When prayer feels pointless, it’s also one of the loneliest parts of faith. You’re showing up, saying the words, pouring out your heart to God, but nothing seems to change. You’ve been praying for weeks, months, maybe even years, and you still don’t see any results. The desperation grows, the silence gets louder, and eventually you start wondering: what’s the point?
Maybe you’ve been praying for healing that hasn’t come. Maybe you’re begging God for provision that never seems to arrive. Maybe you’re interceding for someone you love who shows no sign of changing. Or maybe you’re just tired of talking to God about the same things over and over with absolutely nothing to show for it.
Let me say this, just because prayer feels pointless doesn’t mean it actually is. God is hearing every word. Your prayers matter more than you realize. And the times when prayer feels most futile are often the times when continuing to pray matters most.
Let me show you how to keep praying when prayer feels pointless so you can navigate this season without losing faith entirely.
Why Does Prayer Feel Pointless Sometimes?
Before we talk about how to keep going, let’s address why prayer can feel so ineffective.
Prayer can feel pointless for several reasons:
You’re Waiting for God’s Timing (And It’s Taking Forever)
Just because you haven’t seen results doesn’t mean God isn’t working. Sometimes His timing is radically different from yours. Sometimes He’s orchestrating things behind the scenes you can’t see yet. Sometimes the answer is coming, but not in the timeframe you desperately wanted.
“Wait” feels a lot like “ignored” when you’re desperate, but they’re not the same thing.
You’re Experiencing Spiritual Warfare
When you’re under spiritual attack, prayer feels significantly harder. The enemy wants you to believe prayer is pointless, that God doesn’t care, that you’re wasting your time. Those thoughts aren’t truth, they’re spiritual opposition trying to cut you off from your lifeline.
If prayer suddenly feels impossible or futile after being meaningful before, consider that you might be in a season of spiritual battle, not a season of God ignoring you.
You’re Measuring Effectiveness by Your Feelings
Just because prayer doesn’t feel effective doesn’t mean it isn’t working. Sometimes God is moving powerfully in response to your prayers, but you can’t sense it because your emotions, circumstances, or exhaustion are blocking your ability to perceive it.

------------------------------------------------------------------------

§ Tasks to perform:
#1 Decide whether each statement agrees with the text on prayer feeling pointless, answering yes or no and quoting the deciding words from it: (a) the text treats "wait" and "ignored" as the same thing; (b) the text says the enemy wants you to believe prayer is pointless; (c) the text says God is hearing every word.
#2 Switch "futile" to "useless" in the text on prayer feeling pointless, then write out the part that opens with the words containing "Let me say this, just" and closes with "feel so ineffective.".
The data after this point has no role in any of this work.

------------------------------------------------------------------------

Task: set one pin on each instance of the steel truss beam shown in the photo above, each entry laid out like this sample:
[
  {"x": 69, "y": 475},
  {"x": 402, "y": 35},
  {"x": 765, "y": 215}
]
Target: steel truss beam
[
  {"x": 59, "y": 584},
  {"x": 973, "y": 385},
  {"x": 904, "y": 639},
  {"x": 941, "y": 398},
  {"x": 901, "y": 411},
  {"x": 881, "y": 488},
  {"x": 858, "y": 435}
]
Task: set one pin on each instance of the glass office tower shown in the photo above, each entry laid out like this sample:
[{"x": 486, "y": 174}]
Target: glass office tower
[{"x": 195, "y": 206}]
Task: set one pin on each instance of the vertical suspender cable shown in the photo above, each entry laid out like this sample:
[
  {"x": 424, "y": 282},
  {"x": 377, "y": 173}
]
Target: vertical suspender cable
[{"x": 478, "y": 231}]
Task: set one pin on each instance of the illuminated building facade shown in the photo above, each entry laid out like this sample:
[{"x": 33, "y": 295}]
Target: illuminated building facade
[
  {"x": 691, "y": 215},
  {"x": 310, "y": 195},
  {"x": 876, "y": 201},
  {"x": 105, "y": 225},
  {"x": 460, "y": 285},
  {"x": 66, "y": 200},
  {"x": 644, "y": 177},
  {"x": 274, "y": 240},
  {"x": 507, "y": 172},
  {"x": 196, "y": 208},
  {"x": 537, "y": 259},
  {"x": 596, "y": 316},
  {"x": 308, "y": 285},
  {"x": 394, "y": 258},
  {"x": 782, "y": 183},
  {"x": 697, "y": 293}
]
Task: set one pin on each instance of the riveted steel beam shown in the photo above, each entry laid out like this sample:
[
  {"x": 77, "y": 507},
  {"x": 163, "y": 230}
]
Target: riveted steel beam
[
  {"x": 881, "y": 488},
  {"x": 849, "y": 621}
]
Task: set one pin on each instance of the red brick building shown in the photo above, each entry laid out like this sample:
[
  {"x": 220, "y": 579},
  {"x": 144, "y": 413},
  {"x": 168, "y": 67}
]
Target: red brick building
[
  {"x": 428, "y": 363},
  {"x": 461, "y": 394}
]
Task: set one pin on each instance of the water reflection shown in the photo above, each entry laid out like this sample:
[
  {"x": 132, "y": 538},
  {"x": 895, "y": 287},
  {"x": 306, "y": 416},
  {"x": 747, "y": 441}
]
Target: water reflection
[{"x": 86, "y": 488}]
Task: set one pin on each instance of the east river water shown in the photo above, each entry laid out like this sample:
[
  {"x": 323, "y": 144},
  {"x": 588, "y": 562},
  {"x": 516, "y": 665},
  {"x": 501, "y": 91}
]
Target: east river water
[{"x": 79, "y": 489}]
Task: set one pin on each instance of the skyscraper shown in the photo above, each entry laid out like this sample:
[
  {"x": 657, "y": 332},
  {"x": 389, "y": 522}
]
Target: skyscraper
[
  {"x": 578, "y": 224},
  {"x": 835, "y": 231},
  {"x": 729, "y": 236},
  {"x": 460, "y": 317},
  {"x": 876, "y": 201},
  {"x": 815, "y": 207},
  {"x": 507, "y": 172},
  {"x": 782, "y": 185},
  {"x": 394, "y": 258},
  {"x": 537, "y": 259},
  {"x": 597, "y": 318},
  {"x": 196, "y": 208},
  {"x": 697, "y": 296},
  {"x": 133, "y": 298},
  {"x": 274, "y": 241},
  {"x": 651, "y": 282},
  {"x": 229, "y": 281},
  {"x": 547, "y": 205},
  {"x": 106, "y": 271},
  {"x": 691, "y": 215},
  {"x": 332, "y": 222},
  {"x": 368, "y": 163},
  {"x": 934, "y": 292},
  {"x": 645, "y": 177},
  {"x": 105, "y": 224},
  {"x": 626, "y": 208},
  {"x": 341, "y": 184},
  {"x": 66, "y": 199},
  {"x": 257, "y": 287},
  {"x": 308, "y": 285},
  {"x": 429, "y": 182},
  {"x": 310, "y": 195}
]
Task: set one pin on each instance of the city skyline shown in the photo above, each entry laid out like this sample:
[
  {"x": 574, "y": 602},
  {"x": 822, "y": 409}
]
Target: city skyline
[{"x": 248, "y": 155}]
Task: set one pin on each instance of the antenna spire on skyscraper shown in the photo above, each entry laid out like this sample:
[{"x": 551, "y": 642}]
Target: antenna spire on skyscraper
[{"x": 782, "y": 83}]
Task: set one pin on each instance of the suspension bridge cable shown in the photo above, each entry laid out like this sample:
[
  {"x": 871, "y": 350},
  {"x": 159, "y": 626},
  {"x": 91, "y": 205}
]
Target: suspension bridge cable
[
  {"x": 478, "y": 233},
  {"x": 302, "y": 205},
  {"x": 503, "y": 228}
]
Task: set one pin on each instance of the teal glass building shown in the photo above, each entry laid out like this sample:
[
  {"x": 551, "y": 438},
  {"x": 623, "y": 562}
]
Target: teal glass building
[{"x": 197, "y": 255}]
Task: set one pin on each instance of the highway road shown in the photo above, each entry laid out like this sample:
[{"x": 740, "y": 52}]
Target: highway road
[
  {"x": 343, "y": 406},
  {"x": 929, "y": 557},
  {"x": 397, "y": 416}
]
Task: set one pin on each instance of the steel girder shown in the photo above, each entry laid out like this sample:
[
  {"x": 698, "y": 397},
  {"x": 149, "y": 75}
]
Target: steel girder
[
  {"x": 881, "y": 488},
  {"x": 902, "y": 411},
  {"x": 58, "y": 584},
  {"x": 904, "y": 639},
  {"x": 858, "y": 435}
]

------------------------------------------------------------------------

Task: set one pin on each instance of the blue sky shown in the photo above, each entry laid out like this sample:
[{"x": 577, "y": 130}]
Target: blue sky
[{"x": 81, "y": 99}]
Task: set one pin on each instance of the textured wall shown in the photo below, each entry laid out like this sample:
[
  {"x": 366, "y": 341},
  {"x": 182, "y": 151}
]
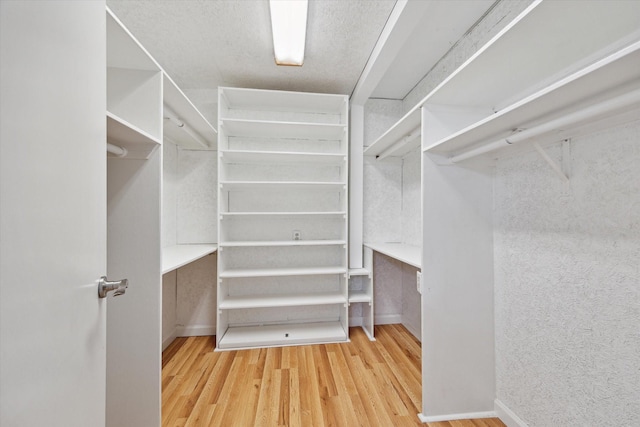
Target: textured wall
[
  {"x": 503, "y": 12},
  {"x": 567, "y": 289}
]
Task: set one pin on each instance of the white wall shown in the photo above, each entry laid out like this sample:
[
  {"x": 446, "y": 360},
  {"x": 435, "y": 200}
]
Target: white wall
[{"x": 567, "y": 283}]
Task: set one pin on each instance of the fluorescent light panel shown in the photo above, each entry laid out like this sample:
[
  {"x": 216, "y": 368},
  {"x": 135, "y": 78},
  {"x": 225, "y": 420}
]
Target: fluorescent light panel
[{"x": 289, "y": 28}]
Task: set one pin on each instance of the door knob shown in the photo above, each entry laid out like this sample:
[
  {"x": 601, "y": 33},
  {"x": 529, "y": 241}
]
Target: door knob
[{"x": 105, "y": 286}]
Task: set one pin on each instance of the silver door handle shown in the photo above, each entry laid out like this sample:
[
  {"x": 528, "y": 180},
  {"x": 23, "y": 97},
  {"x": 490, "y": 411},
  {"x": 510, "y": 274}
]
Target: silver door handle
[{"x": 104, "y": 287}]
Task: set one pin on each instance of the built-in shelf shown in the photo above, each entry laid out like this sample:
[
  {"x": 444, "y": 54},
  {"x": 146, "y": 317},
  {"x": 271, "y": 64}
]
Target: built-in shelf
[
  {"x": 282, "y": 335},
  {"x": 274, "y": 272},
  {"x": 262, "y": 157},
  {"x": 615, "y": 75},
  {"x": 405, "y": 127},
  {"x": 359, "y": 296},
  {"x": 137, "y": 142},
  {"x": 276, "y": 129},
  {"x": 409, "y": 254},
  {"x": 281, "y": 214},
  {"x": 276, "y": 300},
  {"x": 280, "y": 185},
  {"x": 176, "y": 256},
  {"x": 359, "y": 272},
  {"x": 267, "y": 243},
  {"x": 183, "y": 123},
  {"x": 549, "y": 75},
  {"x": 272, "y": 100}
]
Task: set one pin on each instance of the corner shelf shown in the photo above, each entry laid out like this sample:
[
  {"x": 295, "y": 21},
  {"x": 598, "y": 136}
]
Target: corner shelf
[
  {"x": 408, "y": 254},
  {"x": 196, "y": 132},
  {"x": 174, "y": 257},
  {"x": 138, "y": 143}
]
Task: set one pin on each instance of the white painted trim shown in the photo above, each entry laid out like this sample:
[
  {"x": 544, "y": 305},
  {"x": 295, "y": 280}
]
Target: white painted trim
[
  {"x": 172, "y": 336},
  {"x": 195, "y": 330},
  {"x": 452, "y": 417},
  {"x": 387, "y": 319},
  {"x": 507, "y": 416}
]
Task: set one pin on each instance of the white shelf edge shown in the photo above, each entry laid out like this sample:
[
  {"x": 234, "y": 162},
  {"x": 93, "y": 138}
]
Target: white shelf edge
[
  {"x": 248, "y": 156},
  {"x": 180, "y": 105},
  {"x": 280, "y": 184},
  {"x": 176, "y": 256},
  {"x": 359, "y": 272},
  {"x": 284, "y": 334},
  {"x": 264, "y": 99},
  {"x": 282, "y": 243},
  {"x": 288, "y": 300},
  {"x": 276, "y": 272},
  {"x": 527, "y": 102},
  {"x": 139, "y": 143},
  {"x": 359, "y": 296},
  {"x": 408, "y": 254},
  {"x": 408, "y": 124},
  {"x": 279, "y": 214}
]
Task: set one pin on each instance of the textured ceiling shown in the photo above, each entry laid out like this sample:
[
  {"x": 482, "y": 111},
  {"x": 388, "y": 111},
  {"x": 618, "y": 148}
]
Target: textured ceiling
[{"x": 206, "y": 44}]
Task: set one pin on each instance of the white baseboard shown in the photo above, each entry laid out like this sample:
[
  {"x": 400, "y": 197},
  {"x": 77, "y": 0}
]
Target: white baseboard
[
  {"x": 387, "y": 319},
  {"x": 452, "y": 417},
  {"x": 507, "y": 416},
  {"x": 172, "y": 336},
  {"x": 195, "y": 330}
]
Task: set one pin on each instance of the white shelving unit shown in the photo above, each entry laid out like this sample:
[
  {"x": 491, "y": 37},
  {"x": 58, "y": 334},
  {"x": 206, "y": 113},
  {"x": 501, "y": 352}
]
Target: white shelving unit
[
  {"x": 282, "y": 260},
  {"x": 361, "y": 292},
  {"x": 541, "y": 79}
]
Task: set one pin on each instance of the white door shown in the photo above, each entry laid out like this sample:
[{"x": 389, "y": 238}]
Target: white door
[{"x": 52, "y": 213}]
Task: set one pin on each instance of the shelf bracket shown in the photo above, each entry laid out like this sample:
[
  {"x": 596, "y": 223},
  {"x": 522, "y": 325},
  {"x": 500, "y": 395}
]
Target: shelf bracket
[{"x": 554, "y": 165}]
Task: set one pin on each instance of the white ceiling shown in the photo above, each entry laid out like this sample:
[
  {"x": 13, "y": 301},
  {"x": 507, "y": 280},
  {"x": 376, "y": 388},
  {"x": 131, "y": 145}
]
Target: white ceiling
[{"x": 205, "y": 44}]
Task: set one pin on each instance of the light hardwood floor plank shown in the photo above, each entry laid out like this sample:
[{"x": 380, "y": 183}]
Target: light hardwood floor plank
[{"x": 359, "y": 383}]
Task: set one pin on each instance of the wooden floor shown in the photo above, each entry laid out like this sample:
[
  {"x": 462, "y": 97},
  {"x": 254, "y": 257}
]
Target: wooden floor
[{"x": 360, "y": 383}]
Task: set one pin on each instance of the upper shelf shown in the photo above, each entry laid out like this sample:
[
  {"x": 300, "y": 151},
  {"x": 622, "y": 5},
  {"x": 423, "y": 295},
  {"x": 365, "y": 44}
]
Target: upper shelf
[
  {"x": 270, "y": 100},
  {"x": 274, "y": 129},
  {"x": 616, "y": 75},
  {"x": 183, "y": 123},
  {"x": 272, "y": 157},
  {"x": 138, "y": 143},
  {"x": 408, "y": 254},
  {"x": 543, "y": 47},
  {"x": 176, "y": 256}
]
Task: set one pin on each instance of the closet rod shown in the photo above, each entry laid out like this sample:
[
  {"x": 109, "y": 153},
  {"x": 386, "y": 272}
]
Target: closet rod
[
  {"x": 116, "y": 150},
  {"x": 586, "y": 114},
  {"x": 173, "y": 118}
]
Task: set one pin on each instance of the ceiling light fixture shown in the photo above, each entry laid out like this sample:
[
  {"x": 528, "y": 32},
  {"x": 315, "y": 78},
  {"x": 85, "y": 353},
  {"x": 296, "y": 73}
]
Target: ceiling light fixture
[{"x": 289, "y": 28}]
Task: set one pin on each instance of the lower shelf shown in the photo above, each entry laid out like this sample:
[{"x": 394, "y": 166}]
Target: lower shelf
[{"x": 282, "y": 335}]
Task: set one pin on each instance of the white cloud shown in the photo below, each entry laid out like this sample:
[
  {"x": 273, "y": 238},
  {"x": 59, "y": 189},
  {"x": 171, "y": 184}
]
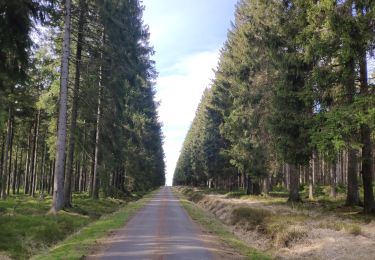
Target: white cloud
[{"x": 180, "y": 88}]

------------------------------------------------------------------------

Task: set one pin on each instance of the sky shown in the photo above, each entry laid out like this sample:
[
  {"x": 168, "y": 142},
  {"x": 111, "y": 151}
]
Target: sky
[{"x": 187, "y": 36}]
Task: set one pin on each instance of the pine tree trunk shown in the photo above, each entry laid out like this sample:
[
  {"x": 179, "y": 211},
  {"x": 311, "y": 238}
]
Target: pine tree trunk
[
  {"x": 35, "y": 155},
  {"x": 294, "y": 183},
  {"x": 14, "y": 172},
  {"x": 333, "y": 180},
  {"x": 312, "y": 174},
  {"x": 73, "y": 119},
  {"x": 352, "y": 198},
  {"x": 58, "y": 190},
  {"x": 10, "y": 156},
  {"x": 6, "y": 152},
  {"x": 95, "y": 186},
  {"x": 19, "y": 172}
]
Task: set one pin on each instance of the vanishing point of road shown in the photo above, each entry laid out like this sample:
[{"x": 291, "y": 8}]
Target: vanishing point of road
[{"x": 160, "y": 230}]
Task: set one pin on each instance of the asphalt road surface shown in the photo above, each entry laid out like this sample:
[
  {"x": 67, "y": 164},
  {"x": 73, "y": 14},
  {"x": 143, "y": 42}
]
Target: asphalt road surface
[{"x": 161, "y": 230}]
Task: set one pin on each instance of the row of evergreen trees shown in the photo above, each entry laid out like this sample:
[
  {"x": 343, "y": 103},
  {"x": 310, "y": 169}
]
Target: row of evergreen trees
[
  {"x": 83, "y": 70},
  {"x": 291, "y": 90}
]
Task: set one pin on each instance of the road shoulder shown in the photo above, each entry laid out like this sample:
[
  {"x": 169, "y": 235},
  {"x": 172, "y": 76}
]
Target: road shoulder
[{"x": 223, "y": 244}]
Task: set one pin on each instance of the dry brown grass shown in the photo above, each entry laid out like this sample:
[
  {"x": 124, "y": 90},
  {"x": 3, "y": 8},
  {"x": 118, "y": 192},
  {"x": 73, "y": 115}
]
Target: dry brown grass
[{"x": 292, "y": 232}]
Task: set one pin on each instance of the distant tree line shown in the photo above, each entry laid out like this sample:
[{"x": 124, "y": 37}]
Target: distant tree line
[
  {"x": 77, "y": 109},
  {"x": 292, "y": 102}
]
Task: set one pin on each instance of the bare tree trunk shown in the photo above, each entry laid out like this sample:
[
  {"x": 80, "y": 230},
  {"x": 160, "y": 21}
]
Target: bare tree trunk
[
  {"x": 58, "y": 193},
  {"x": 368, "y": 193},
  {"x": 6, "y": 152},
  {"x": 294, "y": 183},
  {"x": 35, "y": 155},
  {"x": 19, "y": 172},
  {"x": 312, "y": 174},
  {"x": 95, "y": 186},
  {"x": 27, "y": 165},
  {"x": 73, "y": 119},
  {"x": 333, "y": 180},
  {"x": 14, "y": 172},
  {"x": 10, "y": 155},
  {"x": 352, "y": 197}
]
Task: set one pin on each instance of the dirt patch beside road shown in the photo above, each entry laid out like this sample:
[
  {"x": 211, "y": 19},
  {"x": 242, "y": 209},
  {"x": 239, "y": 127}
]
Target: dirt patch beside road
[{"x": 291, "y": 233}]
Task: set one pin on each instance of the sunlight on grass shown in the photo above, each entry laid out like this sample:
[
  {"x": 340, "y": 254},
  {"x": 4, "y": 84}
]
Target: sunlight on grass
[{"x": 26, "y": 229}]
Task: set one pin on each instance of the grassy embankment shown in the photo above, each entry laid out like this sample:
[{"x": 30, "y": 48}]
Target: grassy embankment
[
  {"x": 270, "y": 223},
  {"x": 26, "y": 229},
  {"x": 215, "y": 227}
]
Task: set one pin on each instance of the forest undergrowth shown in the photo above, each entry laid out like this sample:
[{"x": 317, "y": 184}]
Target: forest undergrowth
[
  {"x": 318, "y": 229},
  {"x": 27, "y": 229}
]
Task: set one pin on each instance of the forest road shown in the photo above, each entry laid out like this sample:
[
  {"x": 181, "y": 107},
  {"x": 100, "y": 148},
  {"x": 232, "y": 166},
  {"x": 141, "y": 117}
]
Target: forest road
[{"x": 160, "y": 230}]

------------------------------------------------------------------------

§ Correct answers:
#1
(a) No: "“Wait” feels a lot like “ignored” when you’re desperate, but they’re not the same thing."
(b) Yes: "The enemy wants you to believe prayer is pointless"
(c) Yes: "God is hearing every word."

#2
Let me say this, just because prayer feels pointless doesn’t mean it actually is. God is hearing every word. Your prayers matter more than you realize. And the times when prayer feels most useless are often the times when continuing to pray matters most.
Let me show you how to keep praying when prayer feels pointless so you can navigate this season without losing faith entirely.
Why Does Prayer Feel Pointless Sometimes?
Before we talk about how to keep going, let’s address why prayer can feel so ineffective.